Exercise goal: Your job is to retype all of the data word for word, leaving every image out.

Material for the task:

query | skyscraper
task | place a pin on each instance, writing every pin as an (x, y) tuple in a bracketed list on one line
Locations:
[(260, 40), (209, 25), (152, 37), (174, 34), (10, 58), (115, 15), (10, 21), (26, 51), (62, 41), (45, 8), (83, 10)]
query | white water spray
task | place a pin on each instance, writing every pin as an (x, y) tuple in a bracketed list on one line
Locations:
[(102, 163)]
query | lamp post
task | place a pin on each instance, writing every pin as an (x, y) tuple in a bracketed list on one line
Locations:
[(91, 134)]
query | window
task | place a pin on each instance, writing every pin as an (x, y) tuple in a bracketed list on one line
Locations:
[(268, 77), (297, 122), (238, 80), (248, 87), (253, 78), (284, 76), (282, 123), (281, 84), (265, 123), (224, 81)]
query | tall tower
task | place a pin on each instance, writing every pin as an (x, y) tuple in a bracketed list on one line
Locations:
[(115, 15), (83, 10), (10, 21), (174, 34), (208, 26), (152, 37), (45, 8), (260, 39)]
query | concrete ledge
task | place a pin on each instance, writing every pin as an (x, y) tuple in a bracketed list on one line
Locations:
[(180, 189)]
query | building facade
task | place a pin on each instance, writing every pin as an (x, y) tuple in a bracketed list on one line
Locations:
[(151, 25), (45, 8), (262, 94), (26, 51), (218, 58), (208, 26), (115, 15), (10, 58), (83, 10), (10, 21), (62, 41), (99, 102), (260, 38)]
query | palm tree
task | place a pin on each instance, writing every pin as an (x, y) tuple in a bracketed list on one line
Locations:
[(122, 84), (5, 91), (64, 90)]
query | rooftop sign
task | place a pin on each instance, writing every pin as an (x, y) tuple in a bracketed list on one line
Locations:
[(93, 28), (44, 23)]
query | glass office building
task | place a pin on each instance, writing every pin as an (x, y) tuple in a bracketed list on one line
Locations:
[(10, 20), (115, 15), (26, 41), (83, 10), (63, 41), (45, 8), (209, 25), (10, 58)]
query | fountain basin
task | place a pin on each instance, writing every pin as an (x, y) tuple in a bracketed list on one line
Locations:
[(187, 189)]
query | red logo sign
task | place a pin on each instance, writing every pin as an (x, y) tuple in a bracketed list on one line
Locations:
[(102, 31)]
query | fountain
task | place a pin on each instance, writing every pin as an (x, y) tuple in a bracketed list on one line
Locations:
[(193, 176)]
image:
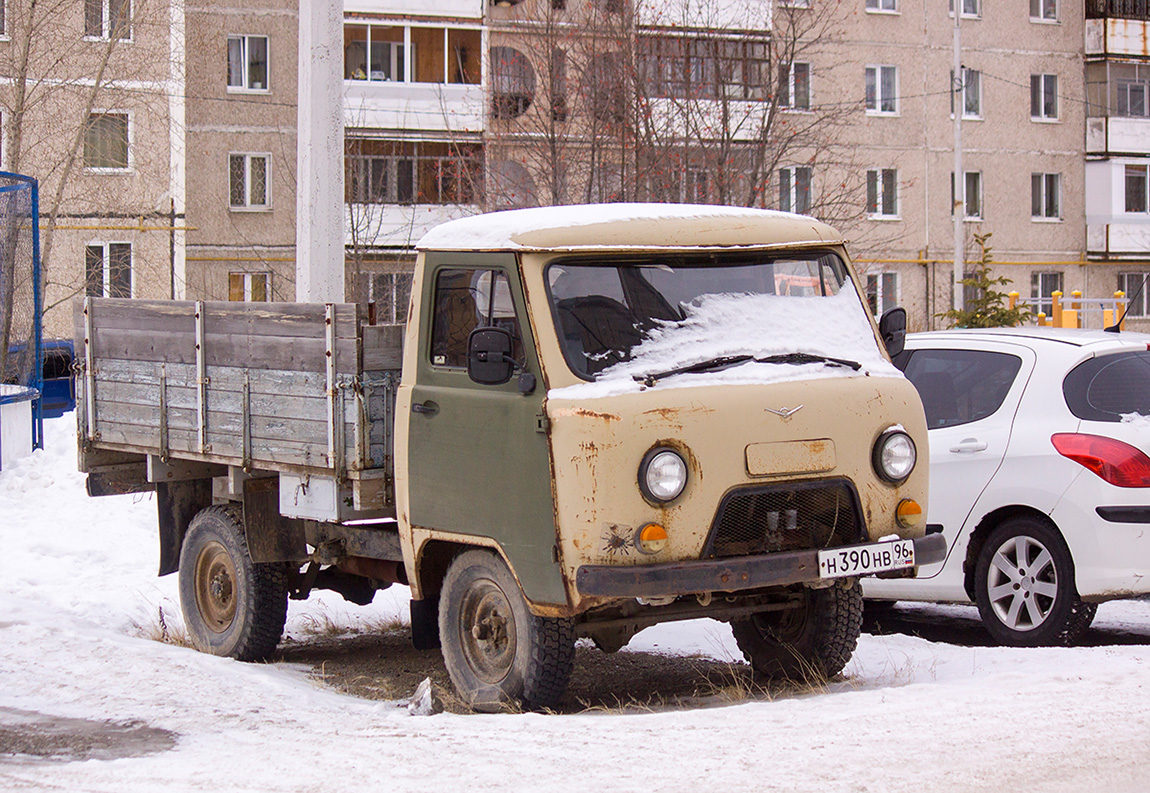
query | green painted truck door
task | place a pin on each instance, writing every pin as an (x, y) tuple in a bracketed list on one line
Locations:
[(478, 462)]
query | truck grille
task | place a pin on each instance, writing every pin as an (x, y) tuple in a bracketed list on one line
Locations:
[(786, 517)]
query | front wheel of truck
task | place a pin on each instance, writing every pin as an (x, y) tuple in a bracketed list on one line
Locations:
[(810, 643), (232, 607), (497, 652)]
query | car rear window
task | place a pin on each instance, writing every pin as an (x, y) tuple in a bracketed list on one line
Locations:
[(959, 386), (1104, 387)]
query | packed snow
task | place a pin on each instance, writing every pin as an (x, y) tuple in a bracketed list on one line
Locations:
[(78, 594), (757, 324)]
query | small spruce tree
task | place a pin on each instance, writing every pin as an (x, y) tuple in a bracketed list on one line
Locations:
[(988, 308)]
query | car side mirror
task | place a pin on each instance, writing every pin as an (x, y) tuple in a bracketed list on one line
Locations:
[(489, 361), (892, 329)]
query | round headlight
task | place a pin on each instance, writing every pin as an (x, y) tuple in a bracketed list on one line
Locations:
[(662, 475), (895, 455)]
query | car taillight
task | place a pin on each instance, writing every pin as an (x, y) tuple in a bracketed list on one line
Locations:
[(1118, 463)]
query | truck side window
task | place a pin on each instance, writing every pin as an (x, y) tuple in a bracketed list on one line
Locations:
[(466, 299)]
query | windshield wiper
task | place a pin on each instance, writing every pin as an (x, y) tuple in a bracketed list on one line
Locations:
[(728, 361), (807, 357), (711, 364)]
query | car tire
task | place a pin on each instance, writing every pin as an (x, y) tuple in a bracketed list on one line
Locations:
[(232, 607), (807, 644), (497, 652), (1025, 586)]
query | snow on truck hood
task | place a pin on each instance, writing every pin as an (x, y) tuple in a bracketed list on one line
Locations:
[(733, 324), (626, 225)]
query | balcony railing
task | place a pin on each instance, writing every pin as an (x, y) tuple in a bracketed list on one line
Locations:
[(1118, 9)]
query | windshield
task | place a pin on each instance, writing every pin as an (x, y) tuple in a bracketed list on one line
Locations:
[(607, 313)]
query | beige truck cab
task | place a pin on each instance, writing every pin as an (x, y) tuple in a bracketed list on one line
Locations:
[(613, 416), (597, 418)]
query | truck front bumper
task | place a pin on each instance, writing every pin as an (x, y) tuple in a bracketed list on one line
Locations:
[(721, 575)]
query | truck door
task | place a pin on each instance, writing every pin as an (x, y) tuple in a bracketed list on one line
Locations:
[(477, 457)]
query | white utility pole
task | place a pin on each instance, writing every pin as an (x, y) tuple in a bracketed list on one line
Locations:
[(320, 153), (959, 179)]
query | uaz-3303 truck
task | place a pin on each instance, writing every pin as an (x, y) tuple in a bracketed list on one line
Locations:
[(596, 418)]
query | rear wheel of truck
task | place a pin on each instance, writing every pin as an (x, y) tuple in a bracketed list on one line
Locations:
[(807, 644), (232, 606), (497, 652)]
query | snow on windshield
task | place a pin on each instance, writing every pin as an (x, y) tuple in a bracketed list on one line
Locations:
[(757, 324)]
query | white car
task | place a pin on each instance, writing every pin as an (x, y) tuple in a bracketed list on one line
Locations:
[(1040, 475)]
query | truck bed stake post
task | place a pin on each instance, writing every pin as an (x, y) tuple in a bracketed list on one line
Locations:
[(163, 413), (90, 374), (201, 378)]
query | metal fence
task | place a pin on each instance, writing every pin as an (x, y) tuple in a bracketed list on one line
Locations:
[(21, 353)]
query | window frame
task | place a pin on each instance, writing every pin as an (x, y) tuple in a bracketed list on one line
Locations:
[(247, 290), (790, 83), (246, 62), (794, 195), (1042, 18), (106, 280), (967, 75), (880, 97), (1040, 84), (876, 7), (106, 31), (1040, 197), (875, 210), (129, 159), (247, 206)]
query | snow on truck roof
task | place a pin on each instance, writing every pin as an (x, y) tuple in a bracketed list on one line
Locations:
[(627, 225)]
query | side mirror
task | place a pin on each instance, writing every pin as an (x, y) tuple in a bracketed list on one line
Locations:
[(892, 329), (489, 361)]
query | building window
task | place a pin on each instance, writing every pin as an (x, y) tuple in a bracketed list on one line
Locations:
[(248, 286), (1045, 197), (973, 194), (972, 93), (882, 90), (1042, 286), (972, 8), (1136, 189), (795, 189), (882, 292), (702, 68), (1044, 97), (1134, 286), (108, 270), (108, 20), (412, 54), (384, 171), (106, 141), (795, 86), (250, 181), (247, 62), (882, 193), (1047, 10)]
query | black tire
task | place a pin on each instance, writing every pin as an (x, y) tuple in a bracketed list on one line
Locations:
[(807, 644), (1025, 586), (497, 652), (232, 607)]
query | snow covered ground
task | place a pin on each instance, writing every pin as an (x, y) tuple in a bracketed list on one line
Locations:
[(78, 587)]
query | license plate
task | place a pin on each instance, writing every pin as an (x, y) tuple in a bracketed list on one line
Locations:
[(864, 560)]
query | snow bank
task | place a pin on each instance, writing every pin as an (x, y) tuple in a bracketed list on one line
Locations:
[(756, 324)]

Response to the exercise:
query | skyscraper
task | place a pin on each instance, writing every pin as an (x, y) tuple in a bracketed list on one line
Locations:
[(260, 40), (209, 25), (152, 37), (174, 34), (10, 58), (115, 15), (10, 21), (26, 51), (62, 41), (45, 8), (83, 10)]
query | white water spray
task | place a pin on each instance, writing every pin as an (x, y) tuple in a bracketed list on one line
Locations:
[(102, 163)]
query | lamp post
task | place a pin on each instance, writing every pin as an (x, y) tuple in a bracketed list on one line
Locations:
[(91, 134)]
query | window
task | place a pin on each instance, writing every pin as an (x, y) tuple in a bracketed list on one line
Locations:
[(268, 77), (297, 122), (238, 80), (248, 87), (253, 78), (284, 76), (282, 123), (281, 84), (265, 123), (224, 81)]
query | tall tower
task | place a pin on each instance, writing every pin as an (x, y) tuple in a bracketed list on one line
Locations:
[(115, 15), (83, 10), (10, 21), (174, 34), (208, 26), (152, 37), (45, 8), (260, 39)]
query | concrete ledge
task | place a pin on each instance, writing every pin as an (x, y) tuple in a bracketed list on one line
Locations:
[(180, 189)]
query | building facade
task | place a pin on each instance, writing every pin as an (x, y) tuple in a bracketed list on one line
Locations:
[(151, 25), (45, 8), (262, 94), (26, 51), (218, 58), (208, 26), (115, 15), (10, 58), (83, 10), (10, 21), (62, 41), (99, 102), (260, 38)]
query | palm tree
task | place a pin on each instance, writing every pin as an (x, y) tuple in a bracketed list on one line
Locations:
[(122, 84), (5, 91), (64, 90)]
query | rooftop sign
task | place a pin on each instance, writing every pin as an (x, y) tuple in a bracketed list on one line
Locations:
[(93, 28), (44, 23)]
query | glass office building
task | place a pin on each instance, writing every pin as an (x, y) tuple in a bracketed list on one line
Locations:
[(10, 20), (115, 15), (26, 41), (83, 10), (63, 41), (45, 8), (209, 25), (10, 58)]
query | fountain basin
task | place a pin on each instance, writing every pin as an (x, y) tuple in a bracketed list on one line
Locations:
[(187, 189)]
query | red logo sign
task | place a pin on each instance, writing every pin as an (x, y) tuple in a bracketed list on one line
Locations:
[(102, 31)]
query | fountain
task | place a pin on each instance, writing every pin as an (x, y) tuple in a bracketed list on one line
Locations:
[(193, 176)]
image:
query | green painted truck door
task | place a pin on each instance, writing every pin as an (x, y) tuple in a bracketed list on one line
Locations:
[(478, 462)]
query | truck grille
task | place a pin on each instance, writing every pin as an (x, y) tuple in a bracketed list on one line
Locations:
[(786, 517)]
query | front wheel of truck
task | place a pin on each instance, writing every pin as an (x, y) tuple in a bracketed list on one line
Locations:
[(810, 643), (232, 607), (497, 652)]
query | car rear window
task | place a pin on each instance, writing every pin as an (x, y) tuple in a bracketed list on one line
Locations:
[(959, 386), (1104, 387)]
query | packed snow
task | place a pin on each instance, writing every pin as an (x, y) tuple in a bracketed list on one line
Locations:
[(78, 594), (757, 324)]
query | small spruce tree
task | place a pin on each instance, writing every pin as an (x, y) tuple in a bracketed list on one line
Locations:
[(988, 308)]
query | car side mirror
task | place a pin on each instance, writing every pin as an (x, y) tuple in a bracketed list on one line
Locations:
[(489, 361), (892, 329)]
query | round headlight
task | place a pin on each instance, writing every pin as an (x, y) tuple in a bracketed list on one line
Locations:
[(662, 475), (895, 455)]
query | car taillight
task | place a pin on each instance, writing every pin as an (x, y) tuple in a bracketed list on one line
Locations:
[(1118, 463)]
query | truck side window
task | place a pin on each instance, writing every pin as an (x, y) tuple in a bracketed list on one line
Locations:
[(466, 299)]
query | windshield wiper
task | place a pin on each instance, writing every pin as an (x, y) tuple in a bracketed list on one line
Locations:
[(728, 361), (807, 357), (711, 364)]
query | car tire
task | place a pin on each instance, writing every pin as an (x, y) tuple in a bracketed list on one line
Locations:
[(232, 607), (807, 644), (497, 652), (1025, 586)]
query | snow on truck hood
task | place a pin on each instance, writing every pin as an (x, y) tuple in a bracketed list on one line
Locations:
[(733, 324), (626, 225)]
query | balcony railing
task | place a pin on each instance, writing every pin as an (x, y) tuple in a bracketed list on one line
Locations:
[(1118, 9)]
query | windshield
task | place a pin on each instance, writing every pin as an (x, y) tuple in a bracketed list on one line
Locations:
[(607, 313)]
query | beige truck cab
task | place a pin on each instance, writing every pin as an (x, y) tuple in a bracketed list on one line
Locations:
[(613, 416), (597, 418)]
query | truck front bumper
task | place a pin on each instance, writing every pin as an (x, y) tuple in a bracketed list on one line
Locations:
[(721, 575)]
query | truck door
task | place a pin on each instance, writing every pin as an (x, y) tuple in a bracketed list on one line
Locations:
[(477, 457)]
query | white utility pole
task | place a pin on each instance, writing every pin as an (x, y) tuple in a bracketed list on one line
Locations:
[(320, 153), (959, 179)]
query | uaz-3303 truck
task | place a pin on each instance, writing every pin as an (x, y) tuple in a bracketed list on one line
Locations:
[(596, 418)]
query | rear wheel of truck
task | place a pin on each instance, writing every pin as an (x, y) tuple in a bracketed list on one line
Locations:
[(807, 644), (232, 606), (497, 652)]
query | snow on windshield
task | place a pin on each instance, writing every pin as an (x, y) tuple in a bracketed list on one line
Locations:
[(757, 324)]
query | white car
task | place a pin on each instance, writing every pin as an (x, y) tuple in a bracketed list on one line
Locations:
[(1040, 475)]
query | truck bed stake post
task | place a pin on each instance, writing every pin as an (x, y) tuple in a bracketed list on one line
Locations:
[(163, 413), (90, 374), (201, 378)]
query | metal fence
task | place a pin on each instance, writing every pin as an (x, y) tuple in a bracketed list on one line
Locations:
[(21, 353)]
query | window frame
task | place a pin on each instance, writing every pin as an (x, y) tuple in a bracketed list on one line
Locations:
[(247, 290), (790, 83), (246, 62), (794, 195), (1042, 18), (106, 280), (967, 75), (880, 97), (1040, 84), (876, 7), (106, 31), (1040, 197), (875, 210), (129, 159), (247, 206)]
query | snow on truck roof
task | place a pin on each instance, writing every pin as an (x, y) tuple in a bracketed list on one line
Locations:
[(627, 225)]
query | side mirror
task | place a pin on each instance, writing every pin as an (x, y) tuple in a bracketed list on one line
Locations:
[(892, 329), (489, 361)]
query | building window
task | place a pin on each instance, writing every pin as an (x, y) tuple in a bracketed list on one line
Locations:
[(248, 286), (1045, 197), (973, 194), (972, 93), (882, 90), (1042, 286), (972, 8), (1136, 189), (795, 189), (882, 292), (702, 68), (1044, 97), (1134, 286), (108, 270), (108, 20), (412, 54), (384, 171), (106, 141), (795, 86), (250, 181), (247, 62), (882, 193), (1047, 10)]
query | black tire
task | place a pin on each instance, writing every pin as an (x, y) tuple in a bracketed list on one line
Locations:
[(807, 644), (1025, 586), (497, 652), (232, 607)]
query | snow covered ground
task | place a pin on each instance, writing every pin as an (x, y) tuple in a bracketed list on one line
Locations:
[(78, 587)]
query | license plate
task | place a pin on each instance, writing every pin as an (x, y) tuple in a bracketed list on one line
Locations:
[(864, 560)]
query | snow bank
task | place a pin on each instance, writing every pin as an (x, y) tuple in a bracketed list on one line
Locations:
[(756, 324)]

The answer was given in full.